- **Entries supplied**:
※
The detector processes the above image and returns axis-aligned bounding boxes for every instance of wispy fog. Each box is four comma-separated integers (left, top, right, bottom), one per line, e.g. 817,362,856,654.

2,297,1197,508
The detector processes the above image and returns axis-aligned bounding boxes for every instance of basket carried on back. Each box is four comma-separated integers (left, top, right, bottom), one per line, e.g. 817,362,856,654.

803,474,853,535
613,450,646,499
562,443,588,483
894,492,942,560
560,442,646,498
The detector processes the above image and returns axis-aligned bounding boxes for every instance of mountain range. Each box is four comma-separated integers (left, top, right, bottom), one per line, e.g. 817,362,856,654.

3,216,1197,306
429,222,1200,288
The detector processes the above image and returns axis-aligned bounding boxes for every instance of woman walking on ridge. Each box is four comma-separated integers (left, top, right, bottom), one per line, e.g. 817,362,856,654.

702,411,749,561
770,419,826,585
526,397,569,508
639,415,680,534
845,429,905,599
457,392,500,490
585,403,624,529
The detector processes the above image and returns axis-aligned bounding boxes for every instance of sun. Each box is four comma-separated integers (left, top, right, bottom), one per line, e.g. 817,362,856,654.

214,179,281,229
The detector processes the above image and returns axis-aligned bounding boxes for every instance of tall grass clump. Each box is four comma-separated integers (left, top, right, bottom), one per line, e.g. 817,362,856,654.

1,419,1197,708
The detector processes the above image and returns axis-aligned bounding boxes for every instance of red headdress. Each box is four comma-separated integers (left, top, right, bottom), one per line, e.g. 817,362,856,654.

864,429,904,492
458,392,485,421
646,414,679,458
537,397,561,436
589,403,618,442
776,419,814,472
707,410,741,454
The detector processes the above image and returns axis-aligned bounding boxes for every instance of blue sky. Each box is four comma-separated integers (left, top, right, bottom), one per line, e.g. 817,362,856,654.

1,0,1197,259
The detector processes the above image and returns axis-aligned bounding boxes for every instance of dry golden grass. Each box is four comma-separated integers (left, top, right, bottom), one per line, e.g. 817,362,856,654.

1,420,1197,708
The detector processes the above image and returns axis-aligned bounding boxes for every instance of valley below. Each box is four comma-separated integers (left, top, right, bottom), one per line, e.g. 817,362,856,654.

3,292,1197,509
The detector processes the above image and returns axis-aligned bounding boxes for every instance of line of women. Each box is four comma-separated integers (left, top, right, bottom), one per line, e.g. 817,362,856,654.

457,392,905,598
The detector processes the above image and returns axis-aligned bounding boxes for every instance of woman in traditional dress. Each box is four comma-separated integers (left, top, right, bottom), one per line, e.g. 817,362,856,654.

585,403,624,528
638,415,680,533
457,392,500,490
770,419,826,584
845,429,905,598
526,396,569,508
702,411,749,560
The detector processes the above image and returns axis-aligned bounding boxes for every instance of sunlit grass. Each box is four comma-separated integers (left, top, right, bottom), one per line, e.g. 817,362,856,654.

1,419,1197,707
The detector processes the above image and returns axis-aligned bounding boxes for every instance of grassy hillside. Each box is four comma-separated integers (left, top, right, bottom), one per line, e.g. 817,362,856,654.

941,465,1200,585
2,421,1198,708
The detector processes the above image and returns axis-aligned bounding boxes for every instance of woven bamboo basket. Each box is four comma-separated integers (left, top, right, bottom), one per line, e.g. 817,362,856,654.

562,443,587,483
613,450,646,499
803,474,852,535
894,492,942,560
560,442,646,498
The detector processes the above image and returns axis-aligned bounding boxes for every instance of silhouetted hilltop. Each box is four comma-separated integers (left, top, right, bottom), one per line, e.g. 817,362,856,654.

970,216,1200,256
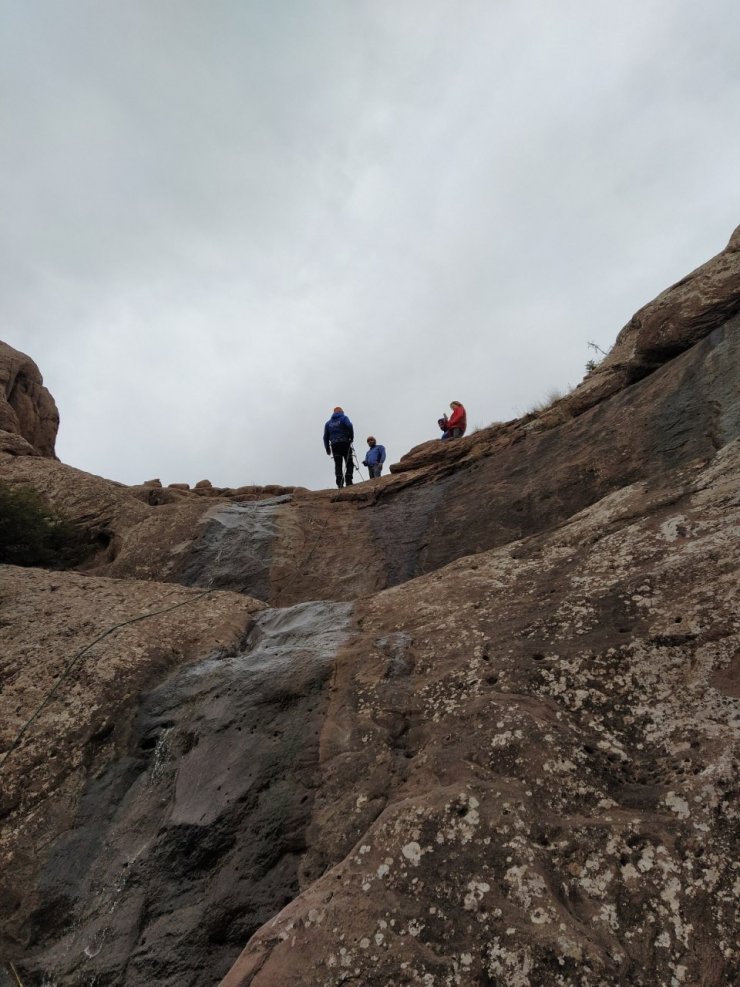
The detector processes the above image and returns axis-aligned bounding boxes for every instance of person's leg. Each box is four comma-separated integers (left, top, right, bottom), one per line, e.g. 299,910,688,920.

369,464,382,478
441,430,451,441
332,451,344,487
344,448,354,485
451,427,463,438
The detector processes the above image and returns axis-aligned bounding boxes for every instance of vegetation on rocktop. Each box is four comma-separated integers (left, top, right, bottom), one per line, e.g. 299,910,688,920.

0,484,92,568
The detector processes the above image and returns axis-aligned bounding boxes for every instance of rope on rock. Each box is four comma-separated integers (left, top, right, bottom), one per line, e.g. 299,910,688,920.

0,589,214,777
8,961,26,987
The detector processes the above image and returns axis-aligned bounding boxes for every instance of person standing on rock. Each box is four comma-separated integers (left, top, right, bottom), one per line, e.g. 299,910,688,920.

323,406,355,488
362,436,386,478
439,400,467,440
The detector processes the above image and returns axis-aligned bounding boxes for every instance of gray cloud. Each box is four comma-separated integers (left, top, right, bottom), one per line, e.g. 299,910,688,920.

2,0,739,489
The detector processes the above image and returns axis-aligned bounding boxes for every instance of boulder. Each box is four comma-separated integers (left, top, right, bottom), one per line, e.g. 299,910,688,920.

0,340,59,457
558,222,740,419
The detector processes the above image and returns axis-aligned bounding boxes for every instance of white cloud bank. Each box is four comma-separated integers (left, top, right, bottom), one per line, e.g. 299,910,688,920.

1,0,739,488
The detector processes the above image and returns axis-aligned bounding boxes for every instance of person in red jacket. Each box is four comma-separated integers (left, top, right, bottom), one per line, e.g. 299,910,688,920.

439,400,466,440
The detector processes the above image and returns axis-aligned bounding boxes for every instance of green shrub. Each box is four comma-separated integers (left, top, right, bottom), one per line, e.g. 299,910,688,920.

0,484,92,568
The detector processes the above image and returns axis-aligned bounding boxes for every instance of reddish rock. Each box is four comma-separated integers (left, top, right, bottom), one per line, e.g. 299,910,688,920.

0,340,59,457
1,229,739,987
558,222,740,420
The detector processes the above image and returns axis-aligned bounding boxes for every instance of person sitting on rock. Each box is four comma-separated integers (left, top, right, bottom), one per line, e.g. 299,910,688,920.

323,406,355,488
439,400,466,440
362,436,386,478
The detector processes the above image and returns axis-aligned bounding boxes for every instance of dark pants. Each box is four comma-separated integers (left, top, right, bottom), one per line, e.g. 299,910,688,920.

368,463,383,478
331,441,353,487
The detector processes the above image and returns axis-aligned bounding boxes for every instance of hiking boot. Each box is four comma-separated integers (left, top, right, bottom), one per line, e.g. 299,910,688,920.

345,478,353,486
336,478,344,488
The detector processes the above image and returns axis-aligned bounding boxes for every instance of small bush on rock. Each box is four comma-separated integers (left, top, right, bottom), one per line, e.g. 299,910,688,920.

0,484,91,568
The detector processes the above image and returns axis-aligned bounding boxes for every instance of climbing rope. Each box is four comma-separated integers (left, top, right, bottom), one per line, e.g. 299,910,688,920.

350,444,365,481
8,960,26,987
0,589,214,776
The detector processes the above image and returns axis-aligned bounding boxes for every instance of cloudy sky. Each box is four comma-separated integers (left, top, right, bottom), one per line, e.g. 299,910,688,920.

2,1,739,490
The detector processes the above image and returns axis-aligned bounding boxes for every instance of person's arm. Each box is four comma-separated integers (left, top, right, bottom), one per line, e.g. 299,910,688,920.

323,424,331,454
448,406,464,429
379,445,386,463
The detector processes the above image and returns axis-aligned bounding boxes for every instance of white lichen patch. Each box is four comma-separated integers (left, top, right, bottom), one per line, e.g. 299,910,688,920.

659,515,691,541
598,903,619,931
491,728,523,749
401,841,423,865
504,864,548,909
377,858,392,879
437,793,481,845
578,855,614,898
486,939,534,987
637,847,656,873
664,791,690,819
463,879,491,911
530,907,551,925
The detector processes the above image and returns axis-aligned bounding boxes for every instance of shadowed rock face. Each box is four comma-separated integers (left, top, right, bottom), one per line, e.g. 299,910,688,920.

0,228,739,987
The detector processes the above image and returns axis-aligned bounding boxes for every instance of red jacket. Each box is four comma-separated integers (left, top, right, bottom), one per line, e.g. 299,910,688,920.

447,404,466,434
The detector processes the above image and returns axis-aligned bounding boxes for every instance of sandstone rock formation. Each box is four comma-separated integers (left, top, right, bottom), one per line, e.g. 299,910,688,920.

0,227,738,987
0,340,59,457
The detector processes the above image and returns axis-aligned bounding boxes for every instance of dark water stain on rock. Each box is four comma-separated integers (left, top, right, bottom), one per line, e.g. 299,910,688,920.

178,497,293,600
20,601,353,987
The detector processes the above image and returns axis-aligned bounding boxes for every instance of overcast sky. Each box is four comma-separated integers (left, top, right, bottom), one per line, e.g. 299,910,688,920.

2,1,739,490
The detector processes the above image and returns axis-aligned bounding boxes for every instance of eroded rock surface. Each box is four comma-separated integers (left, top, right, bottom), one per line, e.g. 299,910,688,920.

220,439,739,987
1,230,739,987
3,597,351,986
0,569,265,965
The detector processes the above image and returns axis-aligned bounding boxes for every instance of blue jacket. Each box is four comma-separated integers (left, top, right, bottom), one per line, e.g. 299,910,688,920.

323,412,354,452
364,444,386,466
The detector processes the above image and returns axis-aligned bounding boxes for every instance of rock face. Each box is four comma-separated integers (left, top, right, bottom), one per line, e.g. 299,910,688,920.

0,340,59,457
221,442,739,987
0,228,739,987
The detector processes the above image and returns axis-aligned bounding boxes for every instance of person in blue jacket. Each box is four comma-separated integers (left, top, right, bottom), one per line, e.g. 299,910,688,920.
※
- **Work task**:
Please reproduce the line containing "instance of overcast" and each line after it to the end of the listing, exactly, with nothing added or left out.

- **Expected answer**:
The detector processes the above image and returns axis-aligned bounding boxes for every instance of overcast sky. Each box is four comma-separated integers (left, top, right, bottom), one per line, e.g. 299,910,688,920.

2,1,739,490
The detector processes the above image and returns axis-aligned bounding boxes for every instance of eroded rock surface. Each box is four comma-separated integers (left, top, right, bottom), one per line, e.g. 299,910,688,920.

220,439,739,987
1,230,739,987
3,597,351,986
0,569,265,965
The detector processes the above image and returns axis-aligned bounding boxes for every instance of blue jacket. Each box is four comma-separated integers (left, top, right, bottom), one per line, e.g. 299,910,688,920.

323,412,354,452
364,444,386,466
The detector processes the above image and returns axis-aligned bounding boxes for every instance of rock face. Each box is four comma-separated integers (left, top, right, bottom), one per line, e.g. 299,910,688,920.

0,340,59,457
221,442,739,987
0,228,739,987
The detector processes the above image and returns axis-aligned bounding boxes for every instance of person in blue jacket. Each box is four comma-separated integers (left, top, right, bottom), one per line, e.g. 299,910,688,920.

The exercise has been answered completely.